■ Task instructions ■
Give every entry again, unchanged, and leave its images out.

■ Provided material ■
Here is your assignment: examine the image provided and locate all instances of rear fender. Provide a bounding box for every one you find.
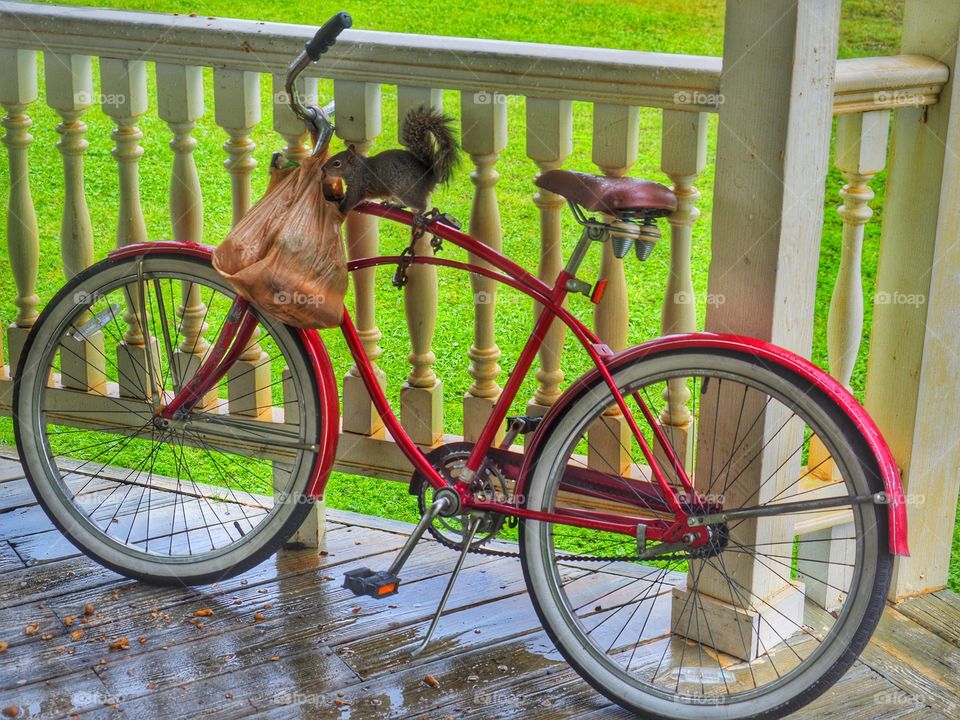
[108,241,341,500]
[519,332,909,556]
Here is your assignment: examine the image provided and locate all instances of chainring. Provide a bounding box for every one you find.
[412,447,509,553]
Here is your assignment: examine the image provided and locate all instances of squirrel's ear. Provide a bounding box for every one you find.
[347,143,358,156]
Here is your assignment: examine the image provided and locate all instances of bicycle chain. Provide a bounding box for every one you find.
[460,537,687,564]
[414,435,688,564]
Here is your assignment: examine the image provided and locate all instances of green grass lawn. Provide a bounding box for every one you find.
[3,0,957,591]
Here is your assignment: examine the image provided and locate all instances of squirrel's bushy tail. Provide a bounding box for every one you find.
[401,106,459,185]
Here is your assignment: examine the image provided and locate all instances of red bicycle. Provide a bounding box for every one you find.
[13,13,908,720]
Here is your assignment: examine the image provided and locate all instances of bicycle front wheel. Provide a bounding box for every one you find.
[14,251,324,586]
[519,347,890,720]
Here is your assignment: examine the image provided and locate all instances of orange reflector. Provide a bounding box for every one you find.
[591,279,608,304]
[378,584,397,596]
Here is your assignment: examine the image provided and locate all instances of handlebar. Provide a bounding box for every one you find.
[285,12,352,152]
[305,11,352,61]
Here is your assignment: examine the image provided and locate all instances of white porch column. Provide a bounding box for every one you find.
[673,0,842,660]
[865,0,960,599]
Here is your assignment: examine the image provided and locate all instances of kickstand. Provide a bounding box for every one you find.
[410,515,482,657]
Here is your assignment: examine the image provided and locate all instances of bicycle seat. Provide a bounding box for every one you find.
[535,170,676,216]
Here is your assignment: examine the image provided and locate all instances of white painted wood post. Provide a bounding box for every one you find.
[675,0,842,660]
[335,80,386,437]
[156,63,215,406]
[214,69,271,418]
[0,49,39,378]
[587,103,638,474]
[526,97,573,417]
[461,90,507,444]
[46,52,104,393]
[271,71,324,548]
[657,109,707,477]
[398,86,444,446]
[864,0,960,599]
[101,57,158,400]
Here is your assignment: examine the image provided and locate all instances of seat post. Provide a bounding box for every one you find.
[563,201,607,278]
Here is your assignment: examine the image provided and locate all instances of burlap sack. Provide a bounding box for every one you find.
[212,154,347,328]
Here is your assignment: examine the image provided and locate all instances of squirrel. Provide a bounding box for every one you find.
[322,106,459,214]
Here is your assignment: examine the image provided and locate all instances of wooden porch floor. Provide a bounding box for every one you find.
[0,450,958,720]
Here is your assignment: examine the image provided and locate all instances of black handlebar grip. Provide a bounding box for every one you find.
[305,12,352,61]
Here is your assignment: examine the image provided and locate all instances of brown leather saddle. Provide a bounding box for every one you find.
[535,169,676,217]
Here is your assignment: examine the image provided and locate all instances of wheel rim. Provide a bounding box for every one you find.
[524,352,883,715]
[17,258,318,570]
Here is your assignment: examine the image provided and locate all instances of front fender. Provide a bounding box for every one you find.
[109,241,341,501]
[520,332,909,556]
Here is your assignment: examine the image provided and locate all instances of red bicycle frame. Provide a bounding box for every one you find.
[128,199,908,554]
[143,201,696,545]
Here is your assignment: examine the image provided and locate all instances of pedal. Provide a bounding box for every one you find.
[342,567,401,599]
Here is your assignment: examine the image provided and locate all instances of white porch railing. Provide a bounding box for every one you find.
[0,1,955,600]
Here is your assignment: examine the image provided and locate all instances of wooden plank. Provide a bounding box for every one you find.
[262,631,567,720]
[0,526,408,690]
[0,458,24,483]
[0,669,121,719]
[0,505,56,542]
[0,603,67,654]
[0,540,24,572]
[92,543,504,712]
[0,476,38,512]
[9,528,83,565]
[335,563,664,680]
[96,646,356,720]
[0,556,122,611]
[897,590,960,649]
[572,662,926,720]
[859,606,960,717]
[42,525,405,629]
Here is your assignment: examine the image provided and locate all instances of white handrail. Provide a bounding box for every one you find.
[0,1,948,112]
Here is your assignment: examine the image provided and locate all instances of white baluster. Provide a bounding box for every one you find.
[461,91,507,443]
[157,63,213,402]
[656,110,707,477]
[336,81,386,437]
[799,111,890,606]
[46,53,94,279]
[808,110,890,484]
[0,49,39,378]
[214,69,260,224]
[398,86,444,446]
[526,98,573,417]
[830,110,890,388]
[100,57,157,399]
[214,69,271,417]
[272,71,324,548]
[588,103,639,474]
[46,52,103,392]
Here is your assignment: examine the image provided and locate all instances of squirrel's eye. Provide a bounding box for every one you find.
[332,160,342,168]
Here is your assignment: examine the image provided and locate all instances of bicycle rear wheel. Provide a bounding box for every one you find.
[14,252,323,585]
[519,347,890,719]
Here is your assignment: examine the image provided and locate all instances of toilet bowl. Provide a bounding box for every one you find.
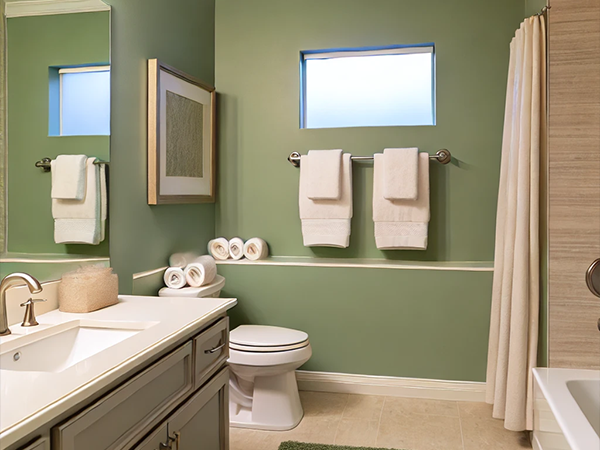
[228,325,312,431]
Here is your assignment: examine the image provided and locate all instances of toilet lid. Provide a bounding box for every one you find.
[230,325,308,352]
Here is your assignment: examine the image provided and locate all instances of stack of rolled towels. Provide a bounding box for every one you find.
[208,237,269,261]
[163,253,218,289]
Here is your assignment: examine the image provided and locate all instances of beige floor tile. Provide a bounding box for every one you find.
[457,401,495,418]
[300,391,348,418]
[283,415,341,445]
[342,394,385,421]
[377,413,463,450]
[383,396,459,418]
[334,418,379,446]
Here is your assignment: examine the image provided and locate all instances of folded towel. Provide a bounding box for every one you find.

■ Completed exercise ■
Here is your assignment: examine the image provided and locate all instances of rear fender. Provide a bounding box for every one you find.
[108,241,341,500]
[519,332,909,556]
Here is your assignment: examine the image provided and locate all instances of chainring. Provide a bounding box for every one you find.
[412,447,509,553]
Here is your assignment: examine the image provided and locate all instances of squirrel's ear. Provide a bounding box for every one you find.
[347,143,358,156]
Here is your assignment: examine the image provided and locate all instances of bicycle chain. Provide a bounding box for every one you find.
[460,537,687,564]
[414,435,688,564]
Here is your assignment: examine the image provided and locate all instances of green grass lawn. Provide a bounding box for every one you find.
[3,0,957,591]
Here is your assignment: examine the image provided and locate all instances of squirrel's bushy tail. Provide a bounding box for every one you find.
[401,106,459,185]
Here is your assignment: examine the image provided and locate all instances of red bicycle. Provide a bounding box for every one you find.
[13,13,908,720]
Here is your assignment: examine the image provided and locate all instances of bicycle front wheel. Provide a bounding box for every one you find.
[14,251,324,586]
[519,347,890,720]
Here is your assignment: examine the image provided and locate all instances of orange reflector. Provide a bounding box for every one you find.
[591,279,608,304]
[378,584,397,596]
Here is your assignment: examine the image provided and locate all instances of handlebar. Provide a bounding box for every one you find.
[285,12,352,152]
[305,11,352,61]
Here is your assignment: examine the image provided and locate all instances of white porch column. Provide a bounding box for every one you find.
[673,0,842,660]
[865,0,960,599]
Here is your assignment: examine the image provided and locate all instances of kickstand. Provide a bounding box for every one you find.
[410,515,482,657]
Here is your assignment: examine the image provided and locate all instances of bicycle seat. Provide a bounding box for every one you find.
[535,170,676,216]
Here is your assignment: examine the image provided and locate all instances of white painted wood post. Provide a bounding box for every one you find.
[675,0,842,660]
[335,80,386,437]
[156,63,215,406]
[214,69,271,418]
[0,49,39,378]
[587,103,638,474]
[526,97,573,417]
[461,90,507,444]
[46,52,104,393]
[271,71,324,548]
[657,109,707,477]
[398,86,444,446]
[864,0,960,599]
[101,57,158,400]
Here is your assignment: examine the image provided and locate all instances of seat post. Provide a bounding box for every one you find.
[563,201,607,278]
Here is your assignment: examine the image provided and locate all instances of burlap sack. Provide a bounding box for every one you find.
[212,154,347,328]
Here is your assignment: examine the image provided and locate all instances of squirrel. Provide a bounding box for every one you find.
[322,106,459,214]
Here is your assignment: examine the image provided and locate all instances of wooden porch floor. Provide a bounding box for every one you find.
[0,450,958,720]
Here is your assignment: examine the image provided and locate all instances of black handlebar grip. Provide a bounding box for every one you find.
[305,12,352,61]
Here is your assignment: examine the image provided and locate all instances of brown leather saddle. Provide a bounding box for every one you find.
[535,169,676,217]
Here is your assignment: examine the image provided and locate all instances of wheel rim. Provide a bounding box for every one you find.
[524,352,883,715]
[17,258,318,570]
Here is your assignment: examine the image provided and locate all instances of front fender. Provide a bounding box for every one you find.
[109,241,341,501]
[520,332,909,556]
Here is your assignment: examine the image provided and locate all instances of red bicycle frame. Provide a bounding box for every one you find.
[128,199,908,554]
[143,201,696,545]
Here is your assignment: examine the image provided and locate all instances of pedal. Provide a bounding box for every one you find.
[342,567,401,599]
Here is your assignment: examine the image provided and locate all instances of white porch railing. Provide a bounding box for every one you find.
[0,1,955,600]
Here is your assignment: examine the image provided and locate all instances of wooden plank. Provide a bounding box for every one you find.
[262,631,567,720]
[0,526,408,690]
[0,458,24,483]
[0,669,121,719]
[0,505,56,542]
[0,603,67,654]
[0,540,24,572]
[92,543,504,712]
[0,476,38,512]
[9,528,83,565]
[335,563,664,680]
[96,646,356,720]
[0,556,122,611]
[897,590,960,649]
[572,662,926,720]
[859,606,960,717]
[42,525,405,629]
Here is your assignment: examine the image provided and locate all instances of white handrail. Provide a bounding box for every one you find.
[0,1,948,112]
Here is your assignment: examine the image provided and locate all instances of white baluster. Provide a bounding box for every one you find.
[461,91,507,443]
[157,63,213,402]
[656,110,707,477]
[336,81,386,437]
[799,111,890,606]
[46,53,94,279]
[808,110,890,484]
[0,49,39,378]
[214,69,260,224]
[398,86,444,446]
[526,98,573,417]
[830,110,890,388]
[100,57,157,399]
[214,69,271,417]
[272,71,324,548]
[588,103,639,474]
[46,52,103,392]
Here is your assignment: examine the image provided and locate all instances of squirrel's eye. Provide a bounding box for every one you find.
[332,160,342,168]
Here is your assignment: examine the image provided and locate all instances of bicycle rear wheel. Provide a bounding box for every one you find.
[14,252,323,585]
[519,347,890,719]
Here is your assignment: examine the image provided and locate all instances of toilet bowl. Provide a bounding box for every one you find.
[228,325,312,431]
Here is your assignment: examine the image provided and locate all instances of toilet lid. Provide a bounding box for every one you find.
[230,325,308,352]
Here is your assignment: examine the image provided and locate all instances of stack of rolled towels. Provide a bounding box for every one you find.
[208,237,269,261]
[163,253,218,289]
Here is your assignment: examine the image provided and locate all instances of beige floor tile. Provide a bounding box for every one you find.
[457,401,495,418]
[300,391,348,418]
[283,415,341,445]
[342,394,385,421]
[377,413,463,450]
[383,396,459,418]
[334,418,379,446]
Here is your assignment: examine the image provided and locate all instances of folded towel. Provide a bounding box for every one you find.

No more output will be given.